## Selected passage
Leadership Performance with 2nd-Generation Intel® Xeon® Scalable Processors
New Features and Tools to Maximize Your HPC, AI, and Analytics Applications
April 2019 saw the launch of the 2nd-generation Intel® Xeon® Scalable processor (formerly codenamed Cascade Lake), a server-class processor. This new processor family has already set 95 performance world records, earning performance leadership1. New features include Intel® Deep Learning Boost (Intel® DL Boost) for AI deep learning inference acceleration and support for Intel® Optane™ DC (data center) persistent memory. These processors will continue to deliver leadership performance with up to 56 cores per CPU socket and 12 DDR4 memory channels per socket―making them ideal for a wide variety of HPC, AI, and analytics applications with high-density infrastructures.
The Intel Xeon Scalable processor is designed to address a range of compute needs and demands, including more than 50 workload-optimized solutions and a variety of custom processors. The 8200 series offers up to 28 cores (56 threads), while the 9200 series has up to 56 cores (112 threads). Each processor core has a 1MB dedicated L2 cache and a non-inclusive shared L3 cache of up to 38.5 MB. On each socket, there are up to three Intel® Ultra Path Interconnect (Intel® UPI) links operating at 10.4 GT/s for cross-die (multi-socket) communication. The processor memory interface now supports up to six channels (on the 8200 series) and 12 channels (on the 9200 series) of DDR4 memory, operating at 2,933 MT/s. Also, the processor supports up to 4.5 TB of memory per socket using the Intel Optane DC persistent memory modules. To help improve the performance of DL applications, Intel Xeon Scalable processors have 512-bit VNNI (vector neural network instructions), which help in processing up to 16 DP/32 SP/128 INT8 MAC (multiply accumulate) instructions per cycle per core. To address some side-channel security issues, Intel Xeon Scalable processors implement hardware mitigations, which have smaller overhead compared to software-based methods2. These processor features apply in multiple computational domains, some of which we’ll discuss below.
We’ll also discuss working with Intel Optane DC persistent memory, Intel® AVX-512 Vector Neural Network Instructions (VNNI) for faster DL inference, and relative performance gains achieved in HPC applications on the Intel Xeon Scalable processor.

Records:
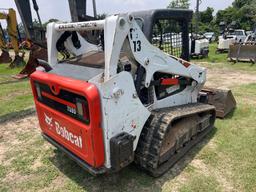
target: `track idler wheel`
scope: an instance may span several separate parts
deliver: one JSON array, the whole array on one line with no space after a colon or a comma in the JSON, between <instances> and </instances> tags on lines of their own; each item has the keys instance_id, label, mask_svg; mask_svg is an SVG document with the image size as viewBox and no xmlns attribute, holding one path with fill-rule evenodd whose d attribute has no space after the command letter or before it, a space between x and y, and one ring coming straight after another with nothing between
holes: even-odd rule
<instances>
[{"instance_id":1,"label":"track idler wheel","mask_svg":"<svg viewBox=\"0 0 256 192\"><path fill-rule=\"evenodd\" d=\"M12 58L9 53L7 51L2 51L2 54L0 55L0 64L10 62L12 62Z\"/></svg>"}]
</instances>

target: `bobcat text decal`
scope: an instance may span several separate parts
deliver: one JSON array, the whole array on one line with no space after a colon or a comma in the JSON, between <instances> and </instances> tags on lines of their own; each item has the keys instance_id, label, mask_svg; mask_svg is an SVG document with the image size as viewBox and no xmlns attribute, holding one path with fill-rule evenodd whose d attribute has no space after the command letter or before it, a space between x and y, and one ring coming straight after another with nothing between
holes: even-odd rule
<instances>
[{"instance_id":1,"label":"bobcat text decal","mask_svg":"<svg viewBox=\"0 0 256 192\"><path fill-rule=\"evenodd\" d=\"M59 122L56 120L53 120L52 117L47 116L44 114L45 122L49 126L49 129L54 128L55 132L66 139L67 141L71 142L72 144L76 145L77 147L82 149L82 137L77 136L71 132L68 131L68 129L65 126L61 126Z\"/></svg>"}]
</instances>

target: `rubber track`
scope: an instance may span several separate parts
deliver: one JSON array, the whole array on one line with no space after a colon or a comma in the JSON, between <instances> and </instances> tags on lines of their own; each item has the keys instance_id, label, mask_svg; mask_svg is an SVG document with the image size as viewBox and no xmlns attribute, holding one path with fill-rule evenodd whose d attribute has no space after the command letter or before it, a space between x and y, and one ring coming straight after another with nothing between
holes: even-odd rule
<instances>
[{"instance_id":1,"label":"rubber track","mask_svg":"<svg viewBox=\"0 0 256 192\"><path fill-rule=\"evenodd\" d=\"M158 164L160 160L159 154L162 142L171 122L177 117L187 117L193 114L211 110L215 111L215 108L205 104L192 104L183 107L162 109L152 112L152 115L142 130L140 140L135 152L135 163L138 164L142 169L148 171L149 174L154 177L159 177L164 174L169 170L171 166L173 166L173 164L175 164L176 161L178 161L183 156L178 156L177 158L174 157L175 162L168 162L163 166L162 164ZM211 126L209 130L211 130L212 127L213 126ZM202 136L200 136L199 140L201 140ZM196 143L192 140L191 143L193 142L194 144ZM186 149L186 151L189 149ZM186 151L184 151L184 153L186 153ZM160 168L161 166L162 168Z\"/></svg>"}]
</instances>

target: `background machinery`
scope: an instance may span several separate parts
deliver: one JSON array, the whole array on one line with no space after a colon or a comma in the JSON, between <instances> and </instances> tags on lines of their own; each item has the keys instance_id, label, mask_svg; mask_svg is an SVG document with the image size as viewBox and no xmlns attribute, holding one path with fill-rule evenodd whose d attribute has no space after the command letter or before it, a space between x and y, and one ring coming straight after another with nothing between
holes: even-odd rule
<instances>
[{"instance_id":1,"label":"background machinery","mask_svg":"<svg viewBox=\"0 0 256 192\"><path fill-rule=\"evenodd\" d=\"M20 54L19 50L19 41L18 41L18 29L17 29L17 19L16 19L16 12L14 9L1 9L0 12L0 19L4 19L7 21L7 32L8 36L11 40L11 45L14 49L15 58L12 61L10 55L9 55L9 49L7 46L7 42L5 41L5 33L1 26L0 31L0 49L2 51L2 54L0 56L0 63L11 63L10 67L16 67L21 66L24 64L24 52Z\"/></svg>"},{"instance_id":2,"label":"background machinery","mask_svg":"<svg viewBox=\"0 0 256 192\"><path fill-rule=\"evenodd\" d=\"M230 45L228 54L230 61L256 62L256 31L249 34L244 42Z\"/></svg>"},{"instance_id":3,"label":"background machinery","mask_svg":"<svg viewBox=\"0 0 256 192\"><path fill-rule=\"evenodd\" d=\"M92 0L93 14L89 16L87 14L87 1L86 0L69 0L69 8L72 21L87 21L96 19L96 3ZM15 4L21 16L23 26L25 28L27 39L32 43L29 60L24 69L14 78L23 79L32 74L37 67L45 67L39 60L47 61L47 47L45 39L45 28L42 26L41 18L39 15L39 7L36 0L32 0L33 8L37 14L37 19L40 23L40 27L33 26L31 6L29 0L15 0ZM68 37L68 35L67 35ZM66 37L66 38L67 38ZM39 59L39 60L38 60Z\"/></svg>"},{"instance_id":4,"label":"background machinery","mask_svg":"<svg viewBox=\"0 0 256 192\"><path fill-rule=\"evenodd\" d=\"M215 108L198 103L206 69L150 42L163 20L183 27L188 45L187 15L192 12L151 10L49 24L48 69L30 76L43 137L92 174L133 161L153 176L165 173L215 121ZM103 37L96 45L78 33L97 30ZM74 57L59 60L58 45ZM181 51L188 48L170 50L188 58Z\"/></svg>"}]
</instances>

## Short task
Answer these questions from the Xeon processor overview:
1. What was the former codename of the 2nd-generation Intel Xeon Scalable processor?
2. What is the size of the dedicated L2 cache in each processor core?
3. At what rate do the Intel Ultra Path Interconnect links operate?

## The result
1. Cascade Lake
2. 1MB
3. 10.4 GT/s